WHAT YOU HAVE TO DO: Transcribe the records that follow, keeping every word as it stands.

═════ DATA EXTRACT ═════

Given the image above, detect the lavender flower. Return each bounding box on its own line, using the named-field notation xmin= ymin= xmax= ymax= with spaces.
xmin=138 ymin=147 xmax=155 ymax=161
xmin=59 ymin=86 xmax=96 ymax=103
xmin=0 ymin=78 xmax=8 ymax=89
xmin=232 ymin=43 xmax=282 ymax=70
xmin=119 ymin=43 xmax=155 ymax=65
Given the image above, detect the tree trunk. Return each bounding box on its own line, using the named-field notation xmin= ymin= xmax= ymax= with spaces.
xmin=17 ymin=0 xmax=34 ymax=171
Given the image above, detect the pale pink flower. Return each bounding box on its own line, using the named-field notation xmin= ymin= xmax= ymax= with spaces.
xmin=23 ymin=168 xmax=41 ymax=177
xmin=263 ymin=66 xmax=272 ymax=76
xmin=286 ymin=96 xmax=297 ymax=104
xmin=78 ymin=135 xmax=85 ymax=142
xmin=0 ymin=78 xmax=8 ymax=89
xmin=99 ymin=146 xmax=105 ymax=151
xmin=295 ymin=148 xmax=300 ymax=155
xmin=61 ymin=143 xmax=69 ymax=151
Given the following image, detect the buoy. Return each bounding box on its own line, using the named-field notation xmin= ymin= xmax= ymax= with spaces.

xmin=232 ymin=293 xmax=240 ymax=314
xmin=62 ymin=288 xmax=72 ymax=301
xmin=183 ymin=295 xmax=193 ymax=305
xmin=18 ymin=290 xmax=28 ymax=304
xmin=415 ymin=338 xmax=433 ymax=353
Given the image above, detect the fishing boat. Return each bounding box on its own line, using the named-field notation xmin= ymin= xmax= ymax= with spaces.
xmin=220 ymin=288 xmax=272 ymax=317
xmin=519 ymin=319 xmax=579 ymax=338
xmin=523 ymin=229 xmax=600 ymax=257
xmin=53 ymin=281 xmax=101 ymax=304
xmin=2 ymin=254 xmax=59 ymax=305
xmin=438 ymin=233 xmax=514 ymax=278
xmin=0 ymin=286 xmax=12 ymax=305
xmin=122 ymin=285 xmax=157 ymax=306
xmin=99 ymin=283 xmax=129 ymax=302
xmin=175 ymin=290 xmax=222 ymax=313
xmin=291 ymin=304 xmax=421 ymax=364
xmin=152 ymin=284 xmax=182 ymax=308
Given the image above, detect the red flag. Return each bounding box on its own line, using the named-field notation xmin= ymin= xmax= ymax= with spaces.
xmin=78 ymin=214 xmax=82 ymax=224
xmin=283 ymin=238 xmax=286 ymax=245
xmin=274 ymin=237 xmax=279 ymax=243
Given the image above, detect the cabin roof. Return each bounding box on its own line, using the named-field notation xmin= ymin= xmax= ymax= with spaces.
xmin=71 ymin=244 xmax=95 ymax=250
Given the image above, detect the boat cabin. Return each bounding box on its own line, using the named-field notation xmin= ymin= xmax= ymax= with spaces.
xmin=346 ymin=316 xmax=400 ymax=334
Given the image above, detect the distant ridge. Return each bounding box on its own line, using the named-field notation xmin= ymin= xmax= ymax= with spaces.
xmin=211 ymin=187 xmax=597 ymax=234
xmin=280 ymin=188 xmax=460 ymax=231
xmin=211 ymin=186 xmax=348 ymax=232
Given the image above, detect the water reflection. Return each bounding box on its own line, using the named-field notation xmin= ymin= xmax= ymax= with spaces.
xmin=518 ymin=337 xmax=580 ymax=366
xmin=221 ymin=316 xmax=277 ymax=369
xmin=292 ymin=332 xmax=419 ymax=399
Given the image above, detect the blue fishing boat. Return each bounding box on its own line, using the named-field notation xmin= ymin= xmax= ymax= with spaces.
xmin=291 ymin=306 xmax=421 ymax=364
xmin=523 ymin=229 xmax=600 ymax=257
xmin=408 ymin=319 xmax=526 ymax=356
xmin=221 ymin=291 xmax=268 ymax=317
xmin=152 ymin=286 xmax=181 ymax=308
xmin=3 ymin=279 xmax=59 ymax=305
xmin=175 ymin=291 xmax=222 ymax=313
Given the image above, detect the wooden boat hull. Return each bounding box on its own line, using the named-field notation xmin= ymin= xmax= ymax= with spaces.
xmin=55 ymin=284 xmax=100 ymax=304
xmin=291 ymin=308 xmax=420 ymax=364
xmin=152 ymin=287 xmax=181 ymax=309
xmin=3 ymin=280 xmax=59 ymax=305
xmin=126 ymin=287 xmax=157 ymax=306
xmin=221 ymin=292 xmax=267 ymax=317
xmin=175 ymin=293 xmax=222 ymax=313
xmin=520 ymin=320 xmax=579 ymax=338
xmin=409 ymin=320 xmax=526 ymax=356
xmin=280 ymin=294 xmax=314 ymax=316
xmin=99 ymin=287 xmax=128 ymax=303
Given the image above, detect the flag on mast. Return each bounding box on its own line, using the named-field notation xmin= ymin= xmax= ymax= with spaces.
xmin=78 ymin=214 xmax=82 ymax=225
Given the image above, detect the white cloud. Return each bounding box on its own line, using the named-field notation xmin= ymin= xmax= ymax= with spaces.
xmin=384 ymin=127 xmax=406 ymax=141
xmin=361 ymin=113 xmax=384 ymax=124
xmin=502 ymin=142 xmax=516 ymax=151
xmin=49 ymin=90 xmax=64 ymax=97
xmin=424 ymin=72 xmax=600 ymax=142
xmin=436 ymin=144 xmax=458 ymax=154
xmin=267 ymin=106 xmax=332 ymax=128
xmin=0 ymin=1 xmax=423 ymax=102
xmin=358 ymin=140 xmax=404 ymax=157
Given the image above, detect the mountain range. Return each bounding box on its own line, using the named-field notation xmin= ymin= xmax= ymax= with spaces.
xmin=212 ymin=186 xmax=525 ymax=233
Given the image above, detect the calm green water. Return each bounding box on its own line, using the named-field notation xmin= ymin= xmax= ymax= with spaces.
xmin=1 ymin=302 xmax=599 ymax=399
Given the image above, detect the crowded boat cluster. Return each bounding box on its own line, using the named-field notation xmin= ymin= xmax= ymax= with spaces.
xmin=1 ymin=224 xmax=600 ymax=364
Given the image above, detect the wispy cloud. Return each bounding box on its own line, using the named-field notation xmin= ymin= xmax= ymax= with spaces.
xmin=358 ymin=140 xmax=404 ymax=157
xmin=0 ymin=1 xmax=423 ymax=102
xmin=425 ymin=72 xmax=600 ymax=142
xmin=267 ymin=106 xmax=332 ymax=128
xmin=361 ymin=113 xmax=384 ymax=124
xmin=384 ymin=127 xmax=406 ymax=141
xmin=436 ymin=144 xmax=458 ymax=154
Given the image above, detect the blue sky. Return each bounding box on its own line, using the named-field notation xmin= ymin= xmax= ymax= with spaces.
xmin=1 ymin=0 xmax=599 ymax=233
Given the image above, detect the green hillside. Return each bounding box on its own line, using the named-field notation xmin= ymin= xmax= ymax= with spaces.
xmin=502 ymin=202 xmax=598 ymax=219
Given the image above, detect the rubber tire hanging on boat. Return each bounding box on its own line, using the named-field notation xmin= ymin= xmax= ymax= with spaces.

═════

REPLY:
Given the image above, detect the lavender flower. Return each bounding box on its own line, using the named-field notation xmin= ymin= xmax= ymax= with spaces.
xmin=138 ymin=147 xmax=155 ymax=161
xmin=59 ymin=86 xmax=96 ymax=103
xmin=0 ymin=78 xmax=8 ymax=89
xmin=232 ymin=43 xmax=282 ymax=70
xmin=119 ymin=43 xmax=155 ymax=65
Given the image above, detect the tree trunk. Return each bounding box on its own line, using the named-field notation xmin= ymin= xmax= ymax= with spaces.
xmin=17 ymin=0 xmax=34 ymax=171
Given the image above, detect the pale pink flower. Return each bounding box on its own line, using the named-field notation xmin= ymin= xmax= ymax= with spaces.
xmin=23 ymin=168 xmax=41 ymax=177
xmin=263 ymin=66 xmax=272 ymax=76
xmin=286 ymin=96 xmax=297 ymax=104
xmin=78 ymin=135 xmax=85 ymax=142
xmin=0 ymin=78 xmax=8 ymax=89
xmin=99 ymin=146 xmax=105 ymax=151
xmin=295 ymin=148 xmax=300 ymax=155
xmin=61 ymin=143 xmax=69 ymax=151
Given the following image, detect the buoy. Return each bounding box on its own line, using the named-field notation xmin= ymin= xmax= ymax= with spaces.

xmin=232 ymin=293 xmax=240 ymax=314
xmin=62 ymin=288 xmax=72 ymax=301
xmin=183 ymin=295 xmax=193 ymax=305
xmin=18 ymin=290 xmax=28 ymax=304
xmin=415 ymin=338 xmax=433 ymax=353
Given the image above, detect the fishing boat. Return each bounding box on its own line, using the named-field notation xmin= ymin= xmax= ymax= with spaces.
xmin=220 ymin=288 xmax=272 ymax=317
xmin=519 ymin=319 xmax=579 ymax=338
xmin=523 ymin=229 xmax=600 ymax=257
xmin=53 ymin=281 xmax=101 ymax=304
xmin=2 ymin=254 xmax=59 ymax=305
xmin=438 ymin=233 xmax=514 ymax=278
xmin=0 ymin=286 xmax=12 ymax=305
xmin=122 ymin=285 xmax=157 ymax=306
xmin=99 ymin=283 xmax=129 ymax=302
xmin=175 ymin=290 xmax=222 ymax=313
xmin=291 ymin=304 xmax=421 ymax=364
xmin=152 ymin=284 xmax=182 ymax=308
Given the image above, detect the red flag. Return each bounding box on its own line, using the named-field notation xmin= ymin= xmax= ymax= with spaces.
xmin=78 ymin=214 xmax=82 ymax=224
xmin=283 ymin=238 xmax=286 ymax=245
xmin=274 ymin=237 xmax=279 ymax=243
Given the image above, detect the cabin roof. Return each bounding box on its own line, using the named-field notation xmin= ymin= xmax= ymax= with spaces.
xmin=71 ymin=244 xmax=95 ymax=250
Given the image above, detect the boat cabin. Return each bounding box on its own line, using the named-field notation xmin= ymin= xmax= ymax= with spaces.
xmin=346 ymin=316 xmax=400 ymax=334
Given the image above, detect the distant ridge. Return each bounding box on its own line, using the named-field notation xmin= ymin= xmax= ymax= with spaces.
xmin=211 ymin=187 xmax=597 ymax=234
xmin=280 ymin=188 xmax=460 ymax=231
xmin=211 ymin=186 xmax=348 ymax=232
Given the image above, detect the water reflection. Return each bounding box on its own line, using the named-field notation xmin= ymin= xmax= ymax= with spaces.
xmin=518 ymin=337 xmax=580 ymax=366
xmin=221 ymin=316 xmax=277 ymax=369
xmin=292 ymin=332 xmax=419 ymax=399
Given the image above, detect the blue fishing boat. Return each bounding box on its own line, using the named-field notation xmin= ymin= xmax= ymax= with spaces.
xmin=291 ymin=306 xmax=421 ymax=364
xmin=523 ymin=229 xmax=600 ymax=257
xmin=408 ymin=319 xmax=526 ymax=356
xmin=221 ymin=291 xmax=268 ymax=317
xmin=152 ymin=286 xmax=181 ymax=308
xmin=3 ymin=279 xmax=59 ymax=305
xmin=175 ymin=291 xmax=222 ymax=313
Given the image above, detect the wooden boat hull. Return each bounding box on its own line, using the named-field notation xmin= ymin= xmax= ymax= with spaces.
xmin=55 ymin=284 xmax=100 ymax=304
xmin=291 ymin=308 xmax=420 ymax=364
xmin=152 ymin=287 xmax=181 ymax=309
xmin=3 ymin=280 xmax=59 ymax=305
xmin=126 ymin=287 xmax=157 ymax=306
xmin=221 ymin=292 xmax=267 ymax=317
xmin=175 ymin=293 xmax=222 ymax=313
xmin=520 ymin=320 xmax=579 ymax=338
xmin=409 ymin=320 xmax=526 ymax=356
xmin=280 ymin=294 xmax=314 ymax=316
xmin=99 ymin=287 xmax=128 ymax=303
Given the image above, detect the flag on mast. Return each bounding box on its own line, using the named-field notation xmin= ymin= xmax= ymax= with spaces.
xmin=78 ymin=214 xmax=82 ymax=225
Given the image above, detect the white cloud. Return each bounding box on its own line, using the named-field notation xmin= ymin= xmax= ymax= with spaces.
xmin=384 ymin=127 xmax=406 ymax=141
xmin=361 ymin=113 xmax=384 ymax=124
xmin=502 ymin=142 xmax=516 ymax=151
xmin=49 ymin=90 xmax=64 ymax=97
xmin=424 ymin=72 xmax=600 ymax=142
xmin=436 ymin=144 xmax=458 ymax=154
xmin=267 ymin=106 xmax=332 ymax=128
xmin=0 ymin=1 xmax=423 ymax=102
xmin=358 ymin=140 xmax=404 ymax=157
Given the image above, detect the mountain range. Return each bounding box on its own line, using the named-field notation xmin= ymin= xmax= ymax= with spaces.
xmin=212 ymin=186 xmax=525 ymax=233
Given the image above, detect the calm green water. Return each bounding box on its own line, using the named-field notation xmin= ymin= xmax= ymax= with spaces.
xmin=1 ymin=302 xmax=599 ymax=399
Given the image above, detect the crowded boat cluster. Return each bounding box on its own line, using the named-field notation xmin= ymin= xmax= ymax= with spaces.
xmin=1 ymin=224 xmax=600 ymax=364
Given the image above, detect the wispy cloud. Return each bounding box on its own line, using the named-field notation xmin= ymin= xmax= ymax= with spaces.
xmin=358 ymin=140 xmax=404 ymax=157
xmin=0 ymin=1 xmax=423 ymax=102
xmin=425 ymin=72 xmax=600 ymax=142
xmin=267 ymin=106 xmax=332 ymax=128
xmin=361 ymin=113 xmax=384 ymax=124
xmin=384 ymin=127 xmax=406 ymax=141
xmin=436 ymin=144 xmax=458 ymax=154
Given the image above, detect the blue sky. Return each bounding box on its own line, using the named-field notation xmin= ymin= xmax= ymax= with spaces.
xmin=1 ymin=0 xmax=599 ymax=233
Given the image above, detect the green hillside. Return each bounding box on its own line, using the named-field notation xmin= ymin= xmax= ymax= with spaces.
xmin=502 ymin=202 xmax=598 ymax=219
Given the image above, detect the rubber tire hanging on boat. Return each bounding box on its own line, using the named-field notation xmin= ymin= xmax= ymax= with spaces.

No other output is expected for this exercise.